▶ **Problem statement**:
Everything from the line with "of the bronze" through the last line of the records below should be copied exactly, both ends included.

▶ **Dataset content**:
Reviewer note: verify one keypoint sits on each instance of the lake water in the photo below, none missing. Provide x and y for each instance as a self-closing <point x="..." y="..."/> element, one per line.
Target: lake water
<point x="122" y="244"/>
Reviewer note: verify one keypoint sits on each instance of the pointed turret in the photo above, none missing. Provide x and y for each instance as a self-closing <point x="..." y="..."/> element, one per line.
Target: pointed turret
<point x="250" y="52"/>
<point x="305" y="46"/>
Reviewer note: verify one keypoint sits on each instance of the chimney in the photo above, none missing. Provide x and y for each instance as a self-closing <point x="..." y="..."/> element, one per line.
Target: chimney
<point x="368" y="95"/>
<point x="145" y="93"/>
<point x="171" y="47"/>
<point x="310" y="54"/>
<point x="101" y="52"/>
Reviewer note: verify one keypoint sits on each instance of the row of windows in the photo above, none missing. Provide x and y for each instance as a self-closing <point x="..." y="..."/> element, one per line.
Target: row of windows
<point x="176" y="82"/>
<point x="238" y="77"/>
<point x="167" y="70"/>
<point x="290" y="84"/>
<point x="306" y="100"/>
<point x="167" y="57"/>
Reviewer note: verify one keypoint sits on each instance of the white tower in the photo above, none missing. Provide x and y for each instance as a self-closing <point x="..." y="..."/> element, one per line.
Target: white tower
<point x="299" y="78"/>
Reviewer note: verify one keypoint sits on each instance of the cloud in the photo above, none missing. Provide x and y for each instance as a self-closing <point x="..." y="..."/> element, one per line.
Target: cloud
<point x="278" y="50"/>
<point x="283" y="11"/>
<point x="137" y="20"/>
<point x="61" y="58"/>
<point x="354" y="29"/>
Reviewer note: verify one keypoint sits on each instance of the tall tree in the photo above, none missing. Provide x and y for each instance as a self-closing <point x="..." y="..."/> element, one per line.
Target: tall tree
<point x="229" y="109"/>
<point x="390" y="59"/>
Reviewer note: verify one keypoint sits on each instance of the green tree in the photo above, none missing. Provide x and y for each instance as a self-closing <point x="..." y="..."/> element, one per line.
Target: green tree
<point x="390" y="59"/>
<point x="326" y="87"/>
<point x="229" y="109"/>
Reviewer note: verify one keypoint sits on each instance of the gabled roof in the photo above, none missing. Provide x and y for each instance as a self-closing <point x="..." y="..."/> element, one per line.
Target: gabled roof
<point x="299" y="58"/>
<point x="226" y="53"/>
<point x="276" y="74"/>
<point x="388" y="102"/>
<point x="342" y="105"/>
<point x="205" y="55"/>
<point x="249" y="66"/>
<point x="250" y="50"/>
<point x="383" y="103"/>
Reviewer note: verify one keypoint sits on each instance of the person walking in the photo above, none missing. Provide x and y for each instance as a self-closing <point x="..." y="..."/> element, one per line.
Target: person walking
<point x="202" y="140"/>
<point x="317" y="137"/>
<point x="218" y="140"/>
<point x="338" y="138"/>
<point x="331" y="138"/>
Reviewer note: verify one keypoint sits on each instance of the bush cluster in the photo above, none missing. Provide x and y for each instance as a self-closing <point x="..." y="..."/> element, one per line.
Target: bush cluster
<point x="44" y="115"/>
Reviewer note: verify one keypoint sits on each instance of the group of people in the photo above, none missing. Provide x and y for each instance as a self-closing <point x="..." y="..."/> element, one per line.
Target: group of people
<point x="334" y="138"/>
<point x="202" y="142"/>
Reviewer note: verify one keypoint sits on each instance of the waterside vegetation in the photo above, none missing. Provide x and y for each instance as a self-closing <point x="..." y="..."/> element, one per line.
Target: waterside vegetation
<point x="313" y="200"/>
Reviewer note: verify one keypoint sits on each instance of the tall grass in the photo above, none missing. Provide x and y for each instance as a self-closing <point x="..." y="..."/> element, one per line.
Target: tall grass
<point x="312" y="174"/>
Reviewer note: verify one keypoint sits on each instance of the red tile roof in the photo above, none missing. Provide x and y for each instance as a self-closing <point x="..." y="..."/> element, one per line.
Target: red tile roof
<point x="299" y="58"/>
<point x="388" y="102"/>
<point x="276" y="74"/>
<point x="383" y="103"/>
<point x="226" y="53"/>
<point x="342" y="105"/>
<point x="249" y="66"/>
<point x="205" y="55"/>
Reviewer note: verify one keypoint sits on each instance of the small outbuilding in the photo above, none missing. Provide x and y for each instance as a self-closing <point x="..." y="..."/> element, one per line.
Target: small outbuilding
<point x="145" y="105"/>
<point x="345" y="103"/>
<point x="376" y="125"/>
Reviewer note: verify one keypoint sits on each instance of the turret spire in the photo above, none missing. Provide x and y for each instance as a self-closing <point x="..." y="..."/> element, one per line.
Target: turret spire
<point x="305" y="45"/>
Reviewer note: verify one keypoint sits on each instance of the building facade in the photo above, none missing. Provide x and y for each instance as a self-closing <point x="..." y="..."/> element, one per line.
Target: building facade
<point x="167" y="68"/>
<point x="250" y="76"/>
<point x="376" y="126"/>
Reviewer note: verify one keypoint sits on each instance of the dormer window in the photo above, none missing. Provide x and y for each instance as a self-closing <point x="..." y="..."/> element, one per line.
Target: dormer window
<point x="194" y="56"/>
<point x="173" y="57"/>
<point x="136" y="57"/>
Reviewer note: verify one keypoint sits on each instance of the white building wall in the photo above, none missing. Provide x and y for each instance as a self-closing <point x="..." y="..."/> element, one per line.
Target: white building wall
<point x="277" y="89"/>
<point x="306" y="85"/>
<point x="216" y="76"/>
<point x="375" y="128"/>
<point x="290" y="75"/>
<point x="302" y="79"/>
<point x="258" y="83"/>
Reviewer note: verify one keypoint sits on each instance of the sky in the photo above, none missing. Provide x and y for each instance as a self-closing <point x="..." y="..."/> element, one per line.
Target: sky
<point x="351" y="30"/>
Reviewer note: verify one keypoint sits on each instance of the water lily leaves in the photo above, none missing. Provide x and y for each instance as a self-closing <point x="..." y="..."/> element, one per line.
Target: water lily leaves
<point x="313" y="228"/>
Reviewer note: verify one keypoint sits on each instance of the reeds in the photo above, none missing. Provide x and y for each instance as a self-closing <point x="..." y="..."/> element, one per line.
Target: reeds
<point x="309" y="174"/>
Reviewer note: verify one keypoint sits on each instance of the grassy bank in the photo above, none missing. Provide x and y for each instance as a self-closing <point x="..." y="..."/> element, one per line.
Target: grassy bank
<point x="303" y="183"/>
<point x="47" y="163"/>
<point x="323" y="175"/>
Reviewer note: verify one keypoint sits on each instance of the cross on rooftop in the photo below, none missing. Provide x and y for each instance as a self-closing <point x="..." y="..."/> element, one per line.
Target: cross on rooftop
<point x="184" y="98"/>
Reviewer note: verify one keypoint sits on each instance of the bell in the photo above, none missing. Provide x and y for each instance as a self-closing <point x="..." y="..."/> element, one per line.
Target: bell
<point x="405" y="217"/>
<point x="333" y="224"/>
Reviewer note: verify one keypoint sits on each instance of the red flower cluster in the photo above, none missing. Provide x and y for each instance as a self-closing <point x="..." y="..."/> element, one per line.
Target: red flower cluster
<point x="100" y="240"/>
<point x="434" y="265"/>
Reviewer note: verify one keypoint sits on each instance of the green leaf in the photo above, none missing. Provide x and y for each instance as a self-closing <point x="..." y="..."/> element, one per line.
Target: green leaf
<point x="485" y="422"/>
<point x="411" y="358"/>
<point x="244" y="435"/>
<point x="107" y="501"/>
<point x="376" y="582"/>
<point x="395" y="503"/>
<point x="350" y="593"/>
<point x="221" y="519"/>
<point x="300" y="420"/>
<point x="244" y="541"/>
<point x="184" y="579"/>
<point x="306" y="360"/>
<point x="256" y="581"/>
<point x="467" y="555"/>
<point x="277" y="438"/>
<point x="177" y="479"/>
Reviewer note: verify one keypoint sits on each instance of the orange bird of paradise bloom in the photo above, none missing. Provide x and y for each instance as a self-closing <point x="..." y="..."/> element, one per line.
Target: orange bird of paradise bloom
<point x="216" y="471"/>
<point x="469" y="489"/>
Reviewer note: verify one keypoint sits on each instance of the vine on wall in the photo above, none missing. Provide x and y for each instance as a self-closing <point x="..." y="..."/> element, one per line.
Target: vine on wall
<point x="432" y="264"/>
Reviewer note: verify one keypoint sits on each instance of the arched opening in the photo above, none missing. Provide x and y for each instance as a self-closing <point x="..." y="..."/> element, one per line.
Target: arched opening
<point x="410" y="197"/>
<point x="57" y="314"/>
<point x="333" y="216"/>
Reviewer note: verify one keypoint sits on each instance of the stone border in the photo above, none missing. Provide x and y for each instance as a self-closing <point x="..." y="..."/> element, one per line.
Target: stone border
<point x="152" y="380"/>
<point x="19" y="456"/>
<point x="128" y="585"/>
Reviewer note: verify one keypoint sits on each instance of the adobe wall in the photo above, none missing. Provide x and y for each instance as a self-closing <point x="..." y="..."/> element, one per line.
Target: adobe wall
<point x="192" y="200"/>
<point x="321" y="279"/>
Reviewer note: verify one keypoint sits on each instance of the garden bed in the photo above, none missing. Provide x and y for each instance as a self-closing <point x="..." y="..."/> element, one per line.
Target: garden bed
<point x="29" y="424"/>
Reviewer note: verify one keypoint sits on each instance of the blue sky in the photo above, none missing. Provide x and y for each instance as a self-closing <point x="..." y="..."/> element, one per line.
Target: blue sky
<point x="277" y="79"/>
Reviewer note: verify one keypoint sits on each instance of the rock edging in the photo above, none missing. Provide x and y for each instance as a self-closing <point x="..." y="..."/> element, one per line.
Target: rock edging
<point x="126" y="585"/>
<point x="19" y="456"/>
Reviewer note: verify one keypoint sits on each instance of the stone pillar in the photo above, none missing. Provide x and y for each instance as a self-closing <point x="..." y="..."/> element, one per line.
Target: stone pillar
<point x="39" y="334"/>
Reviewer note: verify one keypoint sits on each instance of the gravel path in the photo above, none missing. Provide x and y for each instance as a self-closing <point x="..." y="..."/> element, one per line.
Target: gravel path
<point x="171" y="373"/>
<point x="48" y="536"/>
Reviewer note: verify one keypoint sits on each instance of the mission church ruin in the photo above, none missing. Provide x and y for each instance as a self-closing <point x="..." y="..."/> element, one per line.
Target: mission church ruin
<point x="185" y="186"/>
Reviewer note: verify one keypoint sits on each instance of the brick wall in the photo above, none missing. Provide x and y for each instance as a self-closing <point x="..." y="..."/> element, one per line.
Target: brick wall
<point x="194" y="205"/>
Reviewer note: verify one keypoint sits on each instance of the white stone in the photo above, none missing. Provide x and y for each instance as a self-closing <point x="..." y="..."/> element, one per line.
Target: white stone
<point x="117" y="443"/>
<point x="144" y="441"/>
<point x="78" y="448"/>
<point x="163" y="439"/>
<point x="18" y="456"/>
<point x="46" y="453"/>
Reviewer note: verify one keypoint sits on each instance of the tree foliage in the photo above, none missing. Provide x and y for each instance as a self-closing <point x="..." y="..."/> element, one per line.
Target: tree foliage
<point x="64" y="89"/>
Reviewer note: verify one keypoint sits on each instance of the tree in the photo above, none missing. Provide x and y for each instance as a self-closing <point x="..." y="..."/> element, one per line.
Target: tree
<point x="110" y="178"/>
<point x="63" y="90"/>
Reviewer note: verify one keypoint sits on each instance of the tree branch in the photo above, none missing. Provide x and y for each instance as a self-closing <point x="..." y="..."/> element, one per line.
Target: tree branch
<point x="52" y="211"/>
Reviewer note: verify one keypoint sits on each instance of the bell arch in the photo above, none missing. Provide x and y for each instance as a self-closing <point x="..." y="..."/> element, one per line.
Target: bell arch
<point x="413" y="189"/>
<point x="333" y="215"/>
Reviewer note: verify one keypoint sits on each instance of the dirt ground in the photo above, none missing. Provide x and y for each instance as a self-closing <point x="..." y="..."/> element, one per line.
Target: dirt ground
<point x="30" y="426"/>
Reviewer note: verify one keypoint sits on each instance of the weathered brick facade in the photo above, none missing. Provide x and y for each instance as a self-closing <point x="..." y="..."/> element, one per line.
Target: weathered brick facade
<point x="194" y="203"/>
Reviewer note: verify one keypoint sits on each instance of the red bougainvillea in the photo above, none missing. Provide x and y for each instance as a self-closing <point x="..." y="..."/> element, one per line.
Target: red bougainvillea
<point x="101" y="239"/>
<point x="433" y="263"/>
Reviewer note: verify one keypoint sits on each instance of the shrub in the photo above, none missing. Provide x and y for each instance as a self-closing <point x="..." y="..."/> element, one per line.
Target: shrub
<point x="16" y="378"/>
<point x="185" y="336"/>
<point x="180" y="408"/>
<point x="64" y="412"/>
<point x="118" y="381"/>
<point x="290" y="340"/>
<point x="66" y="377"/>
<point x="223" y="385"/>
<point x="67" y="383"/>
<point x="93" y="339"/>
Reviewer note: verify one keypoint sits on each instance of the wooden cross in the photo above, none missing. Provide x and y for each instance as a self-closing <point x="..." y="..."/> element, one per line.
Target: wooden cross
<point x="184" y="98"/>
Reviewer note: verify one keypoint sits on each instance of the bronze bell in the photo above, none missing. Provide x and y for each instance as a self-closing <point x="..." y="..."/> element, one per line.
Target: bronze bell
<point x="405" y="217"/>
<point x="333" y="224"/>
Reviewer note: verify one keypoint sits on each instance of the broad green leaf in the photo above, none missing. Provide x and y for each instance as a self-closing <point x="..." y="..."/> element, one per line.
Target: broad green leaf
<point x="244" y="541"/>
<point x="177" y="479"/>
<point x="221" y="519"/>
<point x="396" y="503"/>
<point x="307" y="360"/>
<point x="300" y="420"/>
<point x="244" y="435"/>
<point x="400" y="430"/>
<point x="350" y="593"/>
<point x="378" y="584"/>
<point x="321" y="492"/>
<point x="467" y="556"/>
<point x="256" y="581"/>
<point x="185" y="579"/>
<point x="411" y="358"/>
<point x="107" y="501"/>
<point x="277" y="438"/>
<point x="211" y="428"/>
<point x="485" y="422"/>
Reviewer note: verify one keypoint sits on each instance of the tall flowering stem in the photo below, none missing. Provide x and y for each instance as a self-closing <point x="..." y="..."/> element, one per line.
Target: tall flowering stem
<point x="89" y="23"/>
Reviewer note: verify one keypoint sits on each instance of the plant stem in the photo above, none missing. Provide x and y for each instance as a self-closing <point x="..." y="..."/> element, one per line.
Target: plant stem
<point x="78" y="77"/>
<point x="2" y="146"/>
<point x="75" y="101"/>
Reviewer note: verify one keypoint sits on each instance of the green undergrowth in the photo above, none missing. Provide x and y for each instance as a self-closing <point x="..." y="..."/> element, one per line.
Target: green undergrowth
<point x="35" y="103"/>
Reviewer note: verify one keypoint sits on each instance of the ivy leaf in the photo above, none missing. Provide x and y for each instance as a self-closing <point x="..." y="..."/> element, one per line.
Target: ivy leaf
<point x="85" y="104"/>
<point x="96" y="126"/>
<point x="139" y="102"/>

▶ **Full answer**:
Reviewer note: verify one keypoint sits on each instance of the bronze bell in the photo above, none missing. Provide x and y for each instance as a self-closing <point x="..." y="..."/> element, one per line.
Target: bronze bell
<point x="405" y="217"/>
<point x="333" y="224"/>
Reviewer note: verify one keypoint sits on each instance of the broad green leaf in the photo above, none missing. Provide x and y for each instance as a self-closing <point x="..." y="..."/> element, one per line.
Target: broad green leaf
<point x="244" y="541"/>
<point x="177" y="479"/>
<point x="221" y="519"/>
<point x="396" y="503"/>
<point x="307" y="360"/>
<point x="300" y="420"/>
<point x="244" y="435"/>
<point x="400" y="430"/>
<point x="350" y="593"/>
<point x="378" y="584"/>
<point x="321" y="492"/>
<point x="467" y="556"/>
<point x="256" y="581"/>
<point x="185" y="579"/>
<point x="411" y="358"/>
<point x="107" y="501"/>
<point x="277" y="438"/>
<point x="211" y="428"/>
<point x="485" y="422"/>
Reviewer note: verify one keypoint sits on each instance of the tall flowering stem in the photo below, none missing. Provide x and y for each instance as a self-closing <point x="..." y="..."/> element, one per line.
Target: tall flowering stem
<point x="89" y="23"/>
Reviewer note: verify one keypoint sits on each instance of the plant stem in the photo above, none missing. Provide x and y for each instance as a self-closing <point x="..." y="..."/> element, one per line.
Target: plant stem
<point x="78" y="77"/>
<point x="2" y="146"/>
<point x="75" y="101"/>
Reviewer note: verify one keypoint sits on each instance of the green undergrowth in the photo above, none missing. Provide x and y for each instance as a self-closing <point x="..." y="..."/> element, one per line.
Target: green undergrowth
<point x="35" y="103"/>
Reviewer note: verify one keypoint sits on each instance of the ivy leaf in the photo above, none missing. Provide x and y for each instance as a self-closing <point x="..." y="..."/> element, one per line.
Target: ivy leaf
<point x="85" y="104"/>
<point x="96" y="126"/>
<point x="139" y="102"/>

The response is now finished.